____ Provided text

Your people skills increase by a landslide. I had always thought that I was great with people before I had a job. However, when I found myself in situations where I had to talk to strangers, I would grow nervous and stumble across my words from time to time. Working in an environment where communicating with others is a driving force helped me not only with improving my public speaking, but also made me more outgoing. In situations where I once backed into the corner to avoid having to talk to someone, I now take charge and initiate a conversation.

You establish a connection with regular customers. My favorite customer was named Jack. He was the sweetest old man who came in every Wednesday and Friday and bought food for himself and his wife. I quickly memorized his order, which impressed him. We shared pleasantries every time he came in, and my coworkers and I looked forward to seeing him.

Establishing a relationship with people who come in a lot helps immensely when it comes to working. It also provides a sense of accomplishment when you memorize an order. Not to mention, the customers start to like you and typically leave a generous tip!

You have stories to tell for a lifetime! Sometimes bad things happen at work. Once I was holding a hot pan and burned my arm— I still have the burn mark on my arm to prove it. My point is, it sucked at the moment, but now I look back and laugh.

One time I asked my coworker how to make soup and she replied, "Slowly, but beautifully." It was so nonchalant that I cracked up for hours. There was also a time when a customer asked me for outlandish toppings and condiments that we didn't offer. The craziest story, though, was the drug deal that went down in our public restrooms. My coworker and I obviously could not leave our station and follow these people into the bathroom, so we were pretty much defenseless. Nobody got hurt or anything, so it made for a great story.

Working in fast food was definitely not sunshine, lollipops, and rainbows, but I'm so glad I did it. It made me more independent and outgoing and gave me memories I'll never forget.

________
____ Provided records

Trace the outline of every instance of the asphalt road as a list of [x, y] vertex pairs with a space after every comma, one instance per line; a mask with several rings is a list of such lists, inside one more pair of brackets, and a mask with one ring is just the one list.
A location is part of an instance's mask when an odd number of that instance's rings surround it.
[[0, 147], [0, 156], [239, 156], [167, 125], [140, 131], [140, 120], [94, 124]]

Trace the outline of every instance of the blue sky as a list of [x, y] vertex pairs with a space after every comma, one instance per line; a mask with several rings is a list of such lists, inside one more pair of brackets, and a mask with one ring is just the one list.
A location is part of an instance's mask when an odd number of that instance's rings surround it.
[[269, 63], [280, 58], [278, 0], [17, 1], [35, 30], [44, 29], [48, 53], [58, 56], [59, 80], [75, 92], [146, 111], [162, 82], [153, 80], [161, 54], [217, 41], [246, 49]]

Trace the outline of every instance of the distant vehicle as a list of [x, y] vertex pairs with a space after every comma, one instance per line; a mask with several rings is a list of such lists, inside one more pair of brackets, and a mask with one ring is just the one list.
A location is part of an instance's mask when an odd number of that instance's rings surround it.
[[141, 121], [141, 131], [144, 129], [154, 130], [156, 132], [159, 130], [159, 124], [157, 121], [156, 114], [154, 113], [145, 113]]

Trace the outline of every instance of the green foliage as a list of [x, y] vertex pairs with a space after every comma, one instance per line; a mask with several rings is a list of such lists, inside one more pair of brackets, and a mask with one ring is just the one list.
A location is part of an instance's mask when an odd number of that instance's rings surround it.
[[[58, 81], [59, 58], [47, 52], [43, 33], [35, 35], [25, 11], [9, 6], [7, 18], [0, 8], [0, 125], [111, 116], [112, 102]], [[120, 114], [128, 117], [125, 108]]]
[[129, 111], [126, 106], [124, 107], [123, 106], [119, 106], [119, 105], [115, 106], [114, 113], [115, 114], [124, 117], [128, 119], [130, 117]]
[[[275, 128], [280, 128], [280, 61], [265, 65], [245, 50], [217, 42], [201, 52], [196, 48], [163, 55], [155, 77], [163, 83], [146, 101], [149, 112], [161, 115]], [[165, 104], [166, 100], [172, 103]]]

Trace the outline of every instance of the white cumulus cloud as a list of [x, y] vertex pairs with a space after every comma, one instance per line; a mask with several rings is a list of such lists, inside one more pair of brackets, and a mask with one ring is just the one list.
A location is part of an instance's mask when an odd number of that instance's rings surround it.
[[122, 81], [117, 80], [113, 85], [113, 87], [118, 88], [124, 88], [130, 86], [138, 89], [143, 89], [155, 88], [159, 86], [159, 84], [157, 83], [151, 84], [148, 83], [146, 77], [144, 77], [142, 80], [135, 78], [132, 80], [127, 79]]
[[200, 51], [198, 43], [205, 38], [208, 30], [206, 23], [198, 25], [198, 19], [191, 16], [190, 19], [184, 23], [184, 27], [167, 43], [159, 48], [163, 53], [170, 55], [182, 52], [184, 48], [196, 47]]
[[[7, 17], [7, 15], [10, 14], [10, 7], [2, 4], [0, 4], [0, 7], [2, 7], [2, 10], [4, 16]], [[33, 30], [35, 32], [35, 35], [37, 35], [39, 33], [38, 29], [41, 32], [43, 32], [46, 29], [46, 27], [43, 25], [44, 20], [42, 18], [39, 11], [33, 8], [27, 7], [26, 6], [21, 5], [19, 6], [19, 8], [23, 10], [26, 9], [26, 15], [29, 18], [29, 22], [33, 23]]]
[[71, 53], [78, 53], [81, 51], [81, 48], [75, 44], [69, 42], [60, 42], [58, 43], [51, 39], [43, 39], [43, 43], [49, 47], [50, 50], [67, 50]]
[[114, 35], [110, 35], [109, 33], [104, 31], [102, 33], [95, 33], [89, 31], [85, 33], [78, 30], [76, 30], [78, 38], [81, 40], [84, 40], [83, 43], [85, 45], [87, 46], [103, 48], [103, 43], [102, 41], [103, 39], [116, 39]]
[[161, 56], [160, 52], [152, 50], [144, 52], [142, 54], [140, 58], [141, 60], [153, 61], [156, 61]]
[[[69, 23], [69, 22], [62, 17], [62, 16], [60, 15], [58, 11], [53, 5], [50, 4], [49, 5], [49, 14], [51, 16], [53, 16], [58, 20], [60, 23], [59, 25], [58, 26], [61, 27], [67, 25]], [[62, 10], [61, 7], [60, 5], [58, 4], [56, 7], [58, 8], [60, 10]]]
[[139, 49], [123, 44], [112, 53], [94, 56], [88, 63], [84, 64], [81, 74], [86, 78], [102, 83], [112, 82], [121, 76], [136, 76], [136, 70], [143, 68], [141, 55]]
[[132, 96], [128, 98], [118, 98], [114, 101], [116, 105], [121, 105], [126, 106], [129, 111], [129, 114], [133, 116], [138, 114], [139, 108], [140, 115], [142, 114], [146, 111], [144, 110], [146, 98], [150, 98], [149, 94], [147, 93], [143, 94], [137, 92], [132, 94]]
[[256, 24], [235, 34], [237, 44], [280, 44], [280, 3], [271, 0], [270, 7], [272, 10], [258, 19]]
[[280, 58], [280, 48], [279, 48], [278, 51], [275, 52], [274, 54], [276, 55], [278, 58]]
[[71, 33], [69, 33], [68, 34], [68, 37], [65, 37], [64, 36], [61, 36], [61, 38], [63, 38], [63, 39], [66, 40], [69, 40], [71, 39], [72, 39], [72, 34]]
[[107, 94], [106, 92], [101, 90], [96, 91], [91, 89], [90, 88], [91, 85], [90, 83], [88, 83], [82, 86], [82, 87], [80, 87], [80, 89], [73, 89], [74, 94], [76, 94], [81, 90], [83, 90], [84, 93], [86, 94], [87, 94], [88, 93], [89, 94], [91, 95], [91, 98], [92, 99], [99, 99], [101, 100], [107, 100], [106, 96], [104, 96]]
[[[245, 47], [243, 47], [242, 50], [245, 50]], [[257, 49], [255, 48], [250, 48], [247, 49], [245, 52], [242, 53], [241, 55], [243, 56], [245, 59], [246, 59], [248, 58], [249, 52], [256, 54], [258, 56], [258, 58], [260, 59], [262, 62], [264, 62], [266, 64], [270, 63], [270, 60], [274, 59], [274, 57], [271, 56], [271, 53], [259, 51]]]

________

**What you will do**
1. Echo the essay on working in fast food word for word, starting at the words "You establish a" and stopping after "a generous tip!".
2. Render this sentence from the essay on working in fast food in Spanish: "It also provides a sense of accomplishment when you memorize an order."
The data has no connection to the essay on working in fast food.

**The replies**
1.
You establish a connection with regular customers. My favorite customer was named Jack. He was the sweetest old man who came in every Wednesday and Friday and bought food for himself and his wife. I quickly memorized his order, which impressed him. We shared pleasantries every time he came in, and my coworkers and I looked forward to seeing him.

Establishing a relationship with people who come in a lot helps immensely when it comes to working. It also provides a sense of accomplishment when you memorize an order. Not to mention, the customers start to like you and typically leave a generous tip!

2. También proporciona una sensación de logro cuando memorizas un pedido.